Stored items
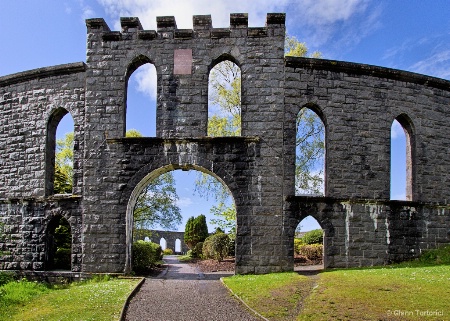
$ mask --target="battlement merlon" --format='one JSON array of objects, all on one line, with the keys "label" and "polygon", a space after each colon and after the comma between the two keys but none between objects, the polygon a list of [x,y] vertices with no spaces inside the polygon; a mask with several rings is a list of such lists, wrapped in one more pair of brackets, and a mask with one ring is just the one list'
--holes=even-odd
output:
[{"label": "battlement merlon", "polygon": [[[157,30],[143,30],[138,17],[121,17],[121,31],[111,31],[108,24],[103,18],[93,18],[86,20],[87,32],[89,34],[99,34],[103,41],[120,41],[131,39],[124,34],[135,34],[137,39],[170,39],[167,33],[172,33],[176,39],[191,38],[224,38],[230,37],[234,33],[233,30],[239,30],[235,35],[248,37],[267,37],[278,36],[284,34],[285,30],[285,13],[268,13],[266,16],[266,24],[264,27],[248,27],[247,13],[230,14],[230,26],[228,28],[213,28],[211,15],[195,15],[193,16],[193,29],[178,29],[174,16],[156,17]],[[269,29],[271,31],[269,31]],[[280,32],[273,31],[280,29]],[[135,38],[134,36],[132,38]]]}]

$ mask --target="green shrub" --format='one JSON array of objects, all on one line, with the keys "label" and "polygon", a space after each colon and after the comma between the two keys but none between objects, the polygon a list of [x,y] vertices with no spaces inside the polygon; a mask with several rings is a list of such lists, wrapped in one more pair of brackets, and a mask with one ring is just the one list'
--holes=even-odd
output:
[{"label": "green shrub", "polygon": [[230,238],[224,233],[218,233],[206,238],[203,243],[203,257],[222,261],[228,255]]},{"label": "green shrub", "polygon": [[295,251],[295,253],[300,254],[300,247],[302,245],[305,245],[303,243],[302,239],[299,239],[299,238],[295,238],[294,239],[294,251]]},{"label": "green shrub", "polygon": [[323,230],[306,232],[301,240],[304,244],[323,244]]},{"label": "green shrub", "polygon": [[299,246],[298,253],[311,261],[321,260],[323,257],[323,245],[304,244]]},{"label": "green shrub", "polygon": [[0,286],[14,281],[14,273],[12,272],[0,272]]},{"label": "green shrub", "polygon": [[163,255],[172,255],[172,254],[173,254],[173,250],[172,249],[167,248],[167,249],[165,249],[163,251]]},{"label": "green shrub", "polygon": [[162,249],[159,244],[142,240],[133,243],[132,247],[133,271],[145,273],[162,260]]},{"label": "green shrub", "polygon": [[236,240],[230,239],[230,242],[228,243],[228,255],[229,256],[235,256],[236,255]]},{"label": "green shrub", "polygon": [[184,228],[184,242],[191,250],[198,242],[203,242],[208,235],[205,215],[202,214],[188,219]]},{"label": "green shrub", "polygon": [[428,264],[450,264],[450,245],[423,251],[419,261]]},{"label": "green shrub", "polygon": [[194,248],[191,251],[192,257],[202,257],[202,251],[203,251],[203,242],[198,242],[195,244]]}]

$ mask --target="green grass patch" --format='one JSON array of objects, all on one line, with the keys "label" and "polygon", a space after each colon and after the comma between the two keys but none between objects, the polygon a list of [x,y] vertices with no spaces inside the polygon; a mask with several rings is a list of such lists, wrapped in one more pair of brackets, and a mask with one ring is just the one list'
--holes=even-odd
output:
[{"label": "green grass patch", "polygon": [[138,279],[94,279],[49,288],[20,281],[0,287],[0,320],[118,320]]},{"label": "green grass patch", "polygon": [[233,292],[266,318],[292,320],[314,284],[297,273],[235,275],[223,279]]},{"label": "green grass patch", "polygon": [[328,271],[297,320],[444,320],[449,297],[447,265]]},{"label": "green grass patch", "polygon": [[450,246],[391,266],[224,282],[271,320],[450,320]]}]

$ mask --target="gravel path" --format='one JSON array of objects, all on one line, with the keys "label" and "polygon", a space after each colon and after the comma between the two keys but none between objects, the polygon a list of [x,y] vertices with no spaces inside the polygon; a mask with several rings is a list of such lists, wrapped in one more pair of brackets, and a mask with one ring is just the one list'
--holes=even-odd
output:
[{"label": "gravel path", "polygon": [[219,321],[260,320],[221,284],[232,273],[201,273],[176,256],[165,256],[168,270],[147,278],[131,300],[127,321]]}]

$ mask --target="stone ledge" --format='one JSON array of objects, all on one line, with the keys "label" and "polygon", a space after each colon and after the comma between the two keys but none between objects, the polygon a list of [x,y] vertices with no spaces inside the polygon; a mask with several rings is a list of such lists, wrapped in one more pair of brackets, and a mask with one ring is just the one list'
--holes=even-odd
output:
[{"label": "stone ledge", "polygon": [[84,62],[75,62],[70,64],[62,64],[51,67],[32,69],[0,77],[0,87],[9,86],[33,79],[42,79],[53,76],[69,75],[85,71],[86,71],[86,64]]},{"label": "stone ledge", "polygon": [[368,198],[341,198],[317,195],[289,195],[285,197],[285,201],[289,203],[349,203],[349,204],[367,204],[367,205],[387,205],[387,206],[410,206],[410,207],[427,207],[427,208],[444,208],[450,210],[450,204],[447,203],[431,203],[421,201],[399,201],[399,200],[380,200]]},{"label": "stone ledge", "polygon": [[230,137],[186,137],[186,138],[160,138],[160,137],[122,137],[109,138],[106,140],[108,144],[162,144],[162,143],[197,143],[197,142],[248,142],[257,143],[260,138],[257,136],[230,136]]},{"label": "stone ledge", "polygon": [[[288,68],[294,69],[307,68],[307,69],[343,72],[349,75],[368,75],[373,77],[405,81],[450,91],[450,81],[448,80],[426,76],[414,72],[386,67],[379,67],[374,65],[328,60],[328,59],[291,57],[291,56],[285,57],[285,65]],[[289,71],[286,70],[286,73],[288,72]]]}]

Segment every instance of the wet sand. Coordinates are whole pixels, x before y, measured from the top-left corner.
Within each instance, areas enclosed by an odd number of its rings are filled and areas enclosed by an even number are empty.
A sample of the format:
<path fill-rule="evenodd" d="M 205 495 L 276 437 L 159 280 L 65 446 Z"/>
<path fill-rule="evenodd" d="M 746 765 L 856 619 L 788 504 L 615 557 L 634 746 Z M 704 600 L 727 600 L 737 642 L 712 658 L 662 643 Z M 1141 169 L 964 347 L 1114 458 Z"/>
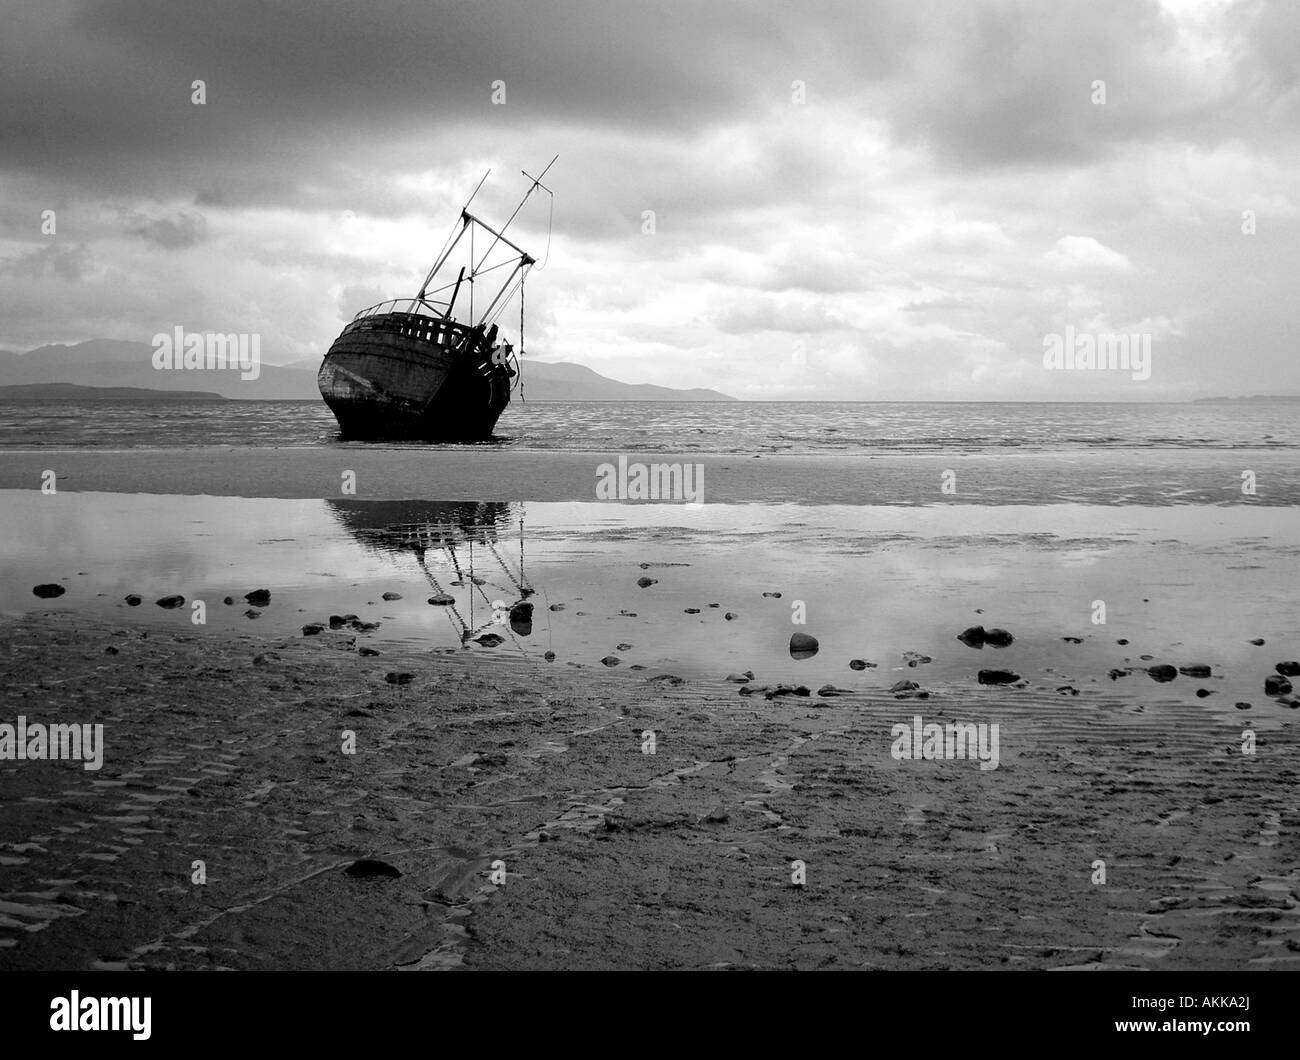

▶ [THE TASK]: Respond with a number only, please: how many lines in this data include the word "instance".

▶ [RESPONSE TO THE TASK]: 2